_SET EXERCISE_
Count the lines in the data below that contain the string "white" and reply with only that number.
-- -- --
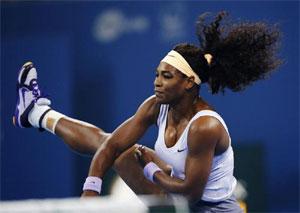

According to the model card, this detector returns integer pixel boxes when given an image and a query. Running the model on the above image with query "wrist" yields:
[144,162,162,183]
[82,176,102,194]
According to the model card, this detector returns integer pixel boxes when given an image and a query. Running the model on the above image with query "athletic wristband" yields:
[82,176,102,194]
[144,162,162,183]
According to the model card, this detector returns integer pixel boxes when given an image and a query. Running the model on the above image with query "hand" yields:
[81,190,99,197]
[134,145,153,168]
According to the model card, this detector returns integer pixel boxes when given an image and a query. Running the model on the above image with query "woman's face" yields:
[154,62,187,104]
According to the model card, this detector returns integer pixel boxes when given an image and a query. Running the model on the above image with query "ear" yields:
[185,76,195,90]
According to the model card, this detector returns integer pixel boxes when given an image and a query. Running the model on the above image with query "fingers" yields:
[134,145,146,160]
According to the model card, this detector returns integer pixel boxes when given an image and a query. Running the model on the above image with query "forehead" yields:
[157,62,178,72]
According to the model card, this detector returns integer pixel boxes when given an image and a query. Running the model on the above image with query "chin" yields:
[155,96,169,104]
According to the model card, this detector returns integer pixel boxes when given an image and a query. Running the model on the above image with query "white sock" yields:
[41,109,66,134]
[28,103,65,134]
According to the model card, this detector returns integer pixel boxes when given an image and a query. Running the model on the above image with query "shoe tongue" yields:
[24,67,37,86]
[36,98,51,106]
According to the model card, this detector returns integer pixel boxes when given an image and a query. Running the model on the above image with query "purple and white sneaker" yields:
[13,62,51,128]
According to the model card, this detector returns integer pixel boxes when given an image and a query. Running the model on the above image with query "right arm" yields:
[83,96,160,196]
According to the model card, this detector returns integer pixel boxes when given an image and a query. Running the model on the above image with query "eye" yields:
[162,72,173,79]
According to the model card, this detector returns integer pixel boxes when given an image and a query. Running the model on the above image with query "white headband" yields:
[161,50,201,85]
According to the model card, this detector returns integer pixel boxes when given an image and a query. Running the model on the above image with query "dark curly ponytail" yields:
[174,12,282,94]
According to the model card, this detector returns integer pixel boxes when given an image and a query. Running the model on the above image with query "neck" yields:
[169,93,199,123]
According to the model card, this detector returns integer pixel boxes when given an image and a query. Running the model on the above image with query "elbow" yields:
[96,137,120,159]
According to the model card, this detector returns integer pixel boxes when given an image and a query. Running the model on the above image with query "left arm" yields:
[137,117,220,202]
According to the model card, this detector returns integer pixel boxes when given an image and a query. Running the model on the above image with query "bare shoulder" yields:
[135,95,160,123]
[188,116,222,152]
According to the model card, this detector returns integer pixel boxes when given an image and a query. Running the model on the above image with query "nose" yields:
[154,75,162,87]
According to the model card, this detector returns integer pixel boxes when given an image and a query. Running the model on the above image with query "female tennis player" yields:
[14,12,281,212]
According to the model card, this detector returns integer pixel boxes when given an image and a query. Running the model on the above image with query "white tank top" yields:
[155,105,236,202]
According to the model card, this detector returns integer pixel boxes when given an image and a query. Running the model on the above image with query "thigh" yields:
[114,145,171,195]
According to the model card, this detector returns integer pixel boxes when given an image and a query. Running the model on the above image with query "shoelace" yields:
[30,79,50,105]
[30,79,41,98]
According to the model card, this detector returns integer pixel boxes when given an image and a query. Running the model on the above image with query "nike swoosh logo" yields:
[21,89,26,108]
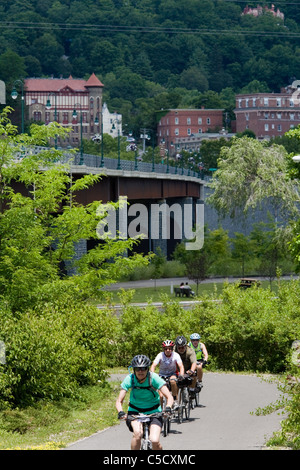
-- -- --
_PROBLEM SOLUTION_
4